◆ ЗАДАНИЯ ◆
1. Ответьте на вопросы по отрывку из письма и пометьте ответы так же, буквами (a), (b), (c).
(a) Какие два примера приведены в скобках после слов «преступлений Ленина и Сталина и других»?
(b) Что необходимо прежде всего, чтобы мог возникнуть вопрос о моральном погашении проступка?
(c) Какими будут ответы на вопросы о Триолэ, Сартре, Жиде и других?
2. Перепечатайте из отрывка письма часть от слов «В заключение —» до слов «возбуждали чувство отталкивания.».
3. Продолжите отрывок из письма с места, где он заканчивается.

◆ ОТРЫВОК ◆

С моральной точки зрения и возможно, и должно не забывать и добро, и зло, личное и общественное. Никакие сроки не могут погасить преступлений Ленина и Сталина и других (брест-литовский мир или соглашение Риббентропа — Молотова), как не может быть погашено то, о чем поведал миру дневник П. Н. Милюкова за 1918 г., — как я ни чтил, даже любил и ни был с ним связан в 1939–39 гг.[909]
Чтобы мог возникнуть вопрос о моральном погашении личного или общественного проступка, необходимо прежде всего, чтобы свершивший его признался в том, а не, как обычно, умалчивал о том, что было в прошлом, когда он был моложе, менее опытен, наивнее и т. д.
В заключение — о Ваших ребусах Икс, Игрек, вопросах о Триолэ, Сартре, Жиде и других и моих ответах на эти вопросы, которые Вы «горите узнать». Ответы будут, конечно, отрицательные. Мотивировку же, если она действительно Вас интересует, разрешите отложить до личного свидания. Скажу только, что Триолэ и особенно Сартр и даже Жид никогда не были моими героями, а первые двое чем дальше, тем все сильнее возбуждали чувство отталкивания.
С пожеланием всего доброго и в ожидании «звонка», огорченный М. Вишняк.

◆ ПОКАЗАННЫЕ ДАННЫЕ ◆
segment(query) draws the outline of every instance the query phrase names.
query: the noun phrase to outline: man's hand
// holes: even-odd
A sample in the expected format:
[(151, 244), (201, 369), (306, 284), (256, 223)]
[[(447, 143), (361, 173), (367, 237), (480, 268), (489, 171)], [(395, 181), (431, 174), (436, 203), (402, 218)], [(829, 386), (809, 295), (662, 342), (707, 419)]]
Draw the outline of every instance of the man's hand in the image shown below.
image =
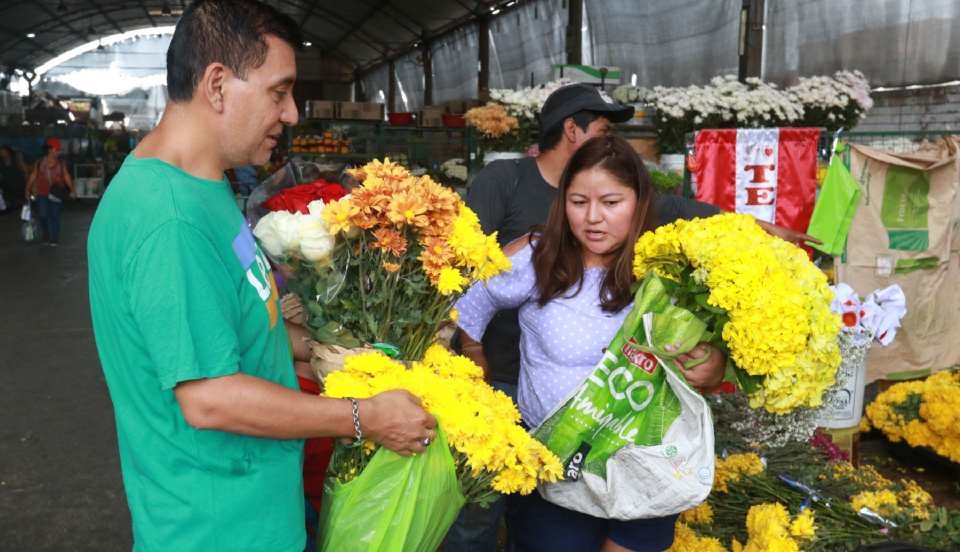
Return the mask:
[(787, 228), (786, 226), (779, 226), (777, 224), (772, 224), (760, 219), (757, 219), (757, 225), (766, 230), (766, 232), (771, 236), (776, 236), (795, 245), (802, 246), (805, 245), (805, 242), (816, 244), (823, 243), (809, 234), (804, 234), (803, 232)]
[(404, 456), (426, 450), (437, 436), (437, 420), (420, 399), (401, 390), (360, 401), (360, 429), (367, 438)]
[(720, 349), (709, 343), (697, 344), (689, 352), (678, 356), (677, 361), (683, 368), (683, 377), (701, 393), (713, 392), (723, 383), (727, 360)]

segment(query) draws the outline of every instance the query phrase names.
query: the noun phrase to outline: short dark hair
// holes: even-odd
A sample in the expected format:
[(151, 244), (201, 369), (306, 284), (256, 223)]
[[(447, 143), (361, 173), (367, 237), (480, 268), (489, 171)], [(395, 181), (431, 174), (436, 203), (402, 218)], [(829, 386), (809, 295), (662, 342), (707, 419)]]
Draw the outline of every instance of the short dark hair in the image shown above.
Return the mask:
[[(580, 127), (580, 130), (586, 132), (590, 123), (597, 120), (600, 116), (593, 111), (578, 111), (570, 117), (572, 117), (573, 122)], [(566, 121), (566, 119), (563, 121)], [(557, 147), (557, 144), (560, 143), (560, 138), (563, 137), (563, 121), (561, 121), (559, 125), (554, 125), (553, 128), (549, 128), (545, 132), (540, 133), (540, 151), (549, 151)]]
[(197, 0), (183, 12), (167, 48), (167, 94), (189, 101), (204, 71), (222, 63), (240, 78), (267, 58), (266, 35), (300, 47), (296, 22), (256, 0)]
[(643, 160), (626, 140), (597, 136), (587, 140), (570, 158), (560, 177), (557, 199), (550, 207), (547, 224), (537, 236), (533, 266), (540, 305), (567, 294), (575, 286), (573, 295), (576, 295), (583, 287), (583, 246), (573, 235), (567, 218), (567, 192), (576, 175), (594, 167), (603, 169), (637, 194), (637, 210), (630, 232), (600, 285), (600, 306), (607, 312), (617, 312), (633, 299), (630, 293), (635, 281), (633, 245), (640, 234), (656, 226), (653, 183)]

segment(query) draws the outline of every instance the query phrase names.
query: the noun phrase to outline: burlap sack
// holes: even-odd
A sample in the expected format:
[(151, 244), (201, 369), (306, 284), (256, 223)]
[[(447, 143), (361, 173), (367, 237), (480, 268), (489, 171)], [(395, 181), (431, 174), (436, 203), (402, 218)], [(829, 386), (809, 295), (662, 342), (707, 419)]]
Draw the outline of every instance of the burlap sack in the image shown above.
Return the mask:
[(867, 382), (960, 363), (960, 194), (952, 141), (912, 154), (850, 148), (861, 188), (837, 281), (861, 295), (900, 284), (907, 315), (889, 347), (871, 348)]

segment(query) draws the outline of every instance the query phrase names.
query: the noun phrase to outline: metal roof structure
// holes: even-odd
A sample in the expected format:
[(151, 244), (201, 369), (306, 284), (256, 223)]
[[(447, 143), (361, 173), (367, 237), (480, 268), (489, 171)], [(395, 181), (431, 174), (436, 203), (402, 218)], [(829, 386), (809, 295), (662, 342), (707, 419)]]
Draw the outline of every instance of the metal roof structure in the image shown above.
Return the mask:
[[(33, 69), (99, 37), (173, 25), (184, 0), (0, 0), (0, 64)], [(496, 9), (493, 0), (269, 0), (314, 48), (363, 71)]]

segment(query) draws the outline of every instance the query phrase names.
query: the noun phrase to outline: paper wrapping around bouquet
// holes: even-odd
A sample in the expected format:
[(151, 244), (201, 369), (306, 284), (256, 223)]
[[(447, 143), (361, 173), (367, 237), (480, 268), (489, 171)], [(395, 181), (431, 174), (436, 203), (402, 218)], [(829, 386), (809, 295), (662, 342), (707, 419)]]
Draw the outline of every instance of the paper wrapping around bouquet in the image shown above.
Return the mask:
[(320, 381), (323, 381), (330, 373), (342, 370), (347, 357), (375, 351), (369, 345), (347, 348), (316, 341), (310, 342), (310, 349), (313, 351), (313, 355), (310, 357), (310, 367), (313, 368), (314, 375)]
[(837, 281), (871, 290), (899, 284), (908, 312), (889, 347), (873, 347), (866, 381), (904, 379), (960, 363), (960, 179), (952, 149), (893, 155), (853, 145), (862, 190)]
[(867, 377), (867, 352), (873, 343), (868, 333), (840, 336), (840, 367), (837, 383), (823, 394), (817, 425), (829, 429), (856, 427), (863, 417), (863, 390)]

◆ ОТВЕТЫ К ЗАДАНИЯМ ◆
1.
(a) Брест-литовский мир и соглашение Риббентропа — Молотова.
(b) Чтобы совершивший проступок признался в нем, а не умалчивал о прошлом.
(c) Отрицательными.

2.
В заключение — о Ваших ребусах Икс, Игрек, вопросах о Триолэ, Сартре, Жиде и других и моих ответах на эти вопросы, которые Вы «горите узнать». Ответы будут, конечно, отрицательные. Мотивировку же, если она действительно Вас интересует, разрешите отложить до личного свидания. Скажу только, что Триолэ и особенно Сартр и даже Жид никогда не были моими героями, а первые двое чем дальше, тем все сильнее возбуждали чувство отталкивания.

3.
Princeton University, Princeton, New Jersey, Slavic Language and Literatures
19 ноября 1965
Дорогой Марк Веньяминович,
Прежде чем ответить на Ваше письмо, сообщу Вам сенсационную новость: только что в Москве вышла книга Льва Никулина, составленная по документам архивов — о советской разведке в делах русских монархистов эмиграции (20-ых годов), о деле Савинкова и др.[910] Прочтите немедленно.
Теперь отвечу «по пунктам»:
1. Не хочу Вас обижать, но не могу перевести Вас из следователей в защитники: защитник мне не нужен. Мне и 25 лет тому назад он не был нужен, а теперь и подавно. В чем меня защищать? От кого? Никогда в жизни не искала защитников.
2. Вопрос мой в конце письма о Триоле и Сартре остался Вами не отвеченным. Между тем, если Вам безразличны их поступки, то тем самым должны быть безразличны и мои — в коих нет даже доли того элемента, кот[орый] есть у них. Если же Вы осуждаете их, то Вам необходимо пересмотреть Ваше отношение, потому что оно и нелепо, и нелогично: «правый социалист» и эмигрант не может быть «плю резистан ке ле резистант»[911].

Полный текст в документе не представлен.